PAGE TEXT ::
* Start *

NMRExp_ref <- nmr_align_find_ref(dataset_1D, peak_data)

# 3.Spectra alignment using the ref spectrum and a maximum alignment shift
nmr_dataset <- nmr_align(dataset_1D, # the dataset
    peak_data, # detected peaks
    NMRExp_ref = NMRExp_ref, # ref spectrum
    maxShift_ppm = 0.0015, # max alignment shift
    acceptLostPeak = FALSE
) # lost peaks

# 4.PEAK INTEGRATION (please, consider previous normalization step).
# First we take the peak table from the reference spectrum
peak_data_ref <- filter(peak_data, NMRExperiment == NMRExp_ref)

# Then we integrate spectra considering the peaks from the ref spectrum
nmr_peak_table <- nmr_integrate_peak_positions(
    samples = nmr_dataset,
    peak_pos_ppm = peak_data_ref$ppm,
    peak_width_ppm = NULL
)

validate_nmr_dataset_peak_table(nmr_peak_table)

# If you wanted the final peak table before machine learning you can run
nmr_peak_table_completed <- get_integration_with_metadata(nmr_peak_table)

Peak list: Create an accepted column based on some criteria

Description

Peak list: Create an accepted column based on some criteria

Usage

peaklist_accept_peaks(
  peak_data,
  nmr_dataset,
  nrmse_max = Inf,
  area_min = 0,
  area_max = Inf,
  ppm_min = -Inf,
  ppm_max = Inf,
  keep_rejected = TRUE,
  verbose = FALSE
)

* End *

INFORMATION PROVIDED ::
* Start *

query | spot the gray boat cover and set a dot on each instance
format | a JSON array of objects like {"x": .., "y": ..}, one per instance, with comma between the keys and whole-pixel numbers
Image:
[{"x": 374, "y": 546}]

* End *

TASK DETAILS :: In the NMR processing code, change every "NMRExp_ref" to "reference_sample" in the part between "NMRExp_ref <- nmr_align_find_ref(dataset_1D, peak_data)" and "NMRExperiment == NMRExp_ref)", inclusive, and give that part again.

TASK OUTPUT ::
reference_sample <- nmr_align_find_ref(dataset_1D, peak_data)

# 3.Spectra alignment using the ref spectrum and a maximum alignment shift
nmr_dataset <- nmr_align(dataset_1D, # the dataset
    peak_data, # detected peaks
    reference_sample = reference_sample, # ref spectrum
    maxShift_ppm = 0.0015, # max alignment shift
    acceptLostPeak = FALSE
) # lost peaks

# 4.PEAK INTEGRATION (please, consider previous normalization step).
# First we take the peak table from the reference spectrum
peak_data_ref <- filter(peak_data, NMRExperiment == reference_sample)